Page text:
· · · ·

Posted in Uncategorized on April 21, 2013
A rollover accident involving a 2012 Arctic Cat 450 ATV has caused serious injuries to two Chelsea children, Christian Sloan, 8, and Jaylan Sloan, 7. Reports from the Oklahoma Highway Patrol indicate that Christian was driving on a country road north of Adair when the ATV failed to negotiate a curve and overturned. The report indicates that a rock was involved in the cause of the accident, but doesn’t provide additional details.
AirEvac transported Christian to Saint Francis Hospital in Tulsa with injuries to his head, arm and leg. He is listed in stable condition. Jaylan, the passenger on the ATV, was transported to Saint Francis in critical condition. Her injuries included trauma to her arm, head, leg and trunk.

· · · ·

Supplied entries:

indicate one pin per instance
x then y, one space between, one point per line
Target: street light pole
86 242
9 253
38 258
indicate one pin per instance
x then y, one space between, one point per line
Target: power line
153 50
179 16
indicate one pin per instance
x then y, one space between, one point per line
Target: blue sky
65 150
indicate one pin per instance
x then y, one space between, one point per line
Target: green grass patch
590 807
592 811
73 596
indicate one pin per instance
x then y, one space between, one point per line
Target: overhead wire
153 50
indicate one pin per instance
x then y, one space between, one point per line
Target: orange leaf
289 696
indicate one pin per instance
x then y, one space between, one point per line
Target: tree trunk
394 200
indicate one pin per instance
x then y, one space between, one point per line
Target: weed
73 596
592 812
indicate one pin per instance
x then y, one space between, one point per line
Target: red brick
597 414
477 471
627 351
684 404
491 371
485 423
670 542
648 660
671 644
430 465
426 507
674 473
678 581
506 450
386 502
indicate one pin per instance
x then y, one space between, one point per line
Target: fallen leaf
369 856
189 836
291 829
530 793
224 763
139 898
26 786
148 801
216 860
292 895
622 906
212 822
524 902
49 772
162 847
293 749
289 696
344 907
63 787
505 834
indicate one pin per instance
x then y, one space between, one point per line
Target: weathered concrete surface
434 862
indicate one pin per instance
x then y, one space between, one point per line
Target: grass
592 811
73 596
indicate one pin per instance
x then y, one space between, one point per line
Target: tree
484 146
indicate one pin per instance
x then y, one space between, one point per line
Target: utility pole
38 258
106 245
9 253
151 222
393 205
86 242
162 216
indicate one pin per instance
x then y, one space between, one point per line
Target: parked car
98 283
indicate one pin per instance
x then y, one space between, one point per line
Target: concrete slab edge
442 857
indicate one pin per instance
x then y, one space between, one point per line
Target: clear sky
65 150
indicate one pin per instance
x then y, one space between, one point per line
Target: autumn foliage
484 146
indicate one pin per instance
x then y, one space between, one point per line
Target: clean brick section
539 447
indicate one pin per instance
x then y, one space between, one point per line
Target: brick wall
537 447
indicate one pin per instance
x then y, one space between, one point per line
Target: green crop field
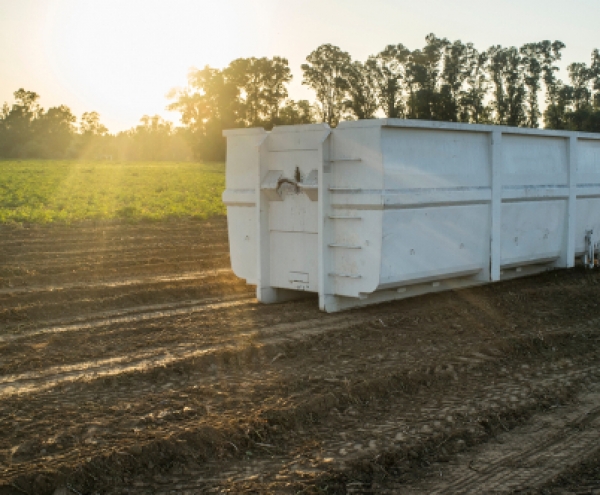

· · · ·

Problem description: Please resume the ATV rollover article after its final sentence. The items are separate from the ATV rollover article.

Answer to this task:
ATV accidents can have numerous causes from operator-error, to design-flaws. In 2012, a Florida jury imposed a $8.4 million dollar verdict against Arctic Cat related to design flaws in the 2008 Thundercat 1000. In that case the ATV continued to operate in the drive mode despite a rollover accident. The case focused on a defective tilt sensor that allowed the vehicle to continue operating after tilting past 65 degrees. According to court records in that case, Arctic Cat knew about the defective sensor more than 5 months before manufacturing the ATV, but continued with production without correcting the sensor, which cost approximately $4.41 per vehicle to fix.
In the case of Christian and Jaylen, it is unclear whether the 2012 Arctic Cat included any safety mechanism that would prevent minors or those who are too small from operating the ATV. It is well-known that young riders do not have the physical dexterity to control adult-sized ATVs. According to a study published in Neurosurg Focus, “Individuals with light weights and small wingspans, such as those in the pediatric population, are under considerable risk of injury when operating an ATV due to lateral, longitudinal, and vertical operational instability.”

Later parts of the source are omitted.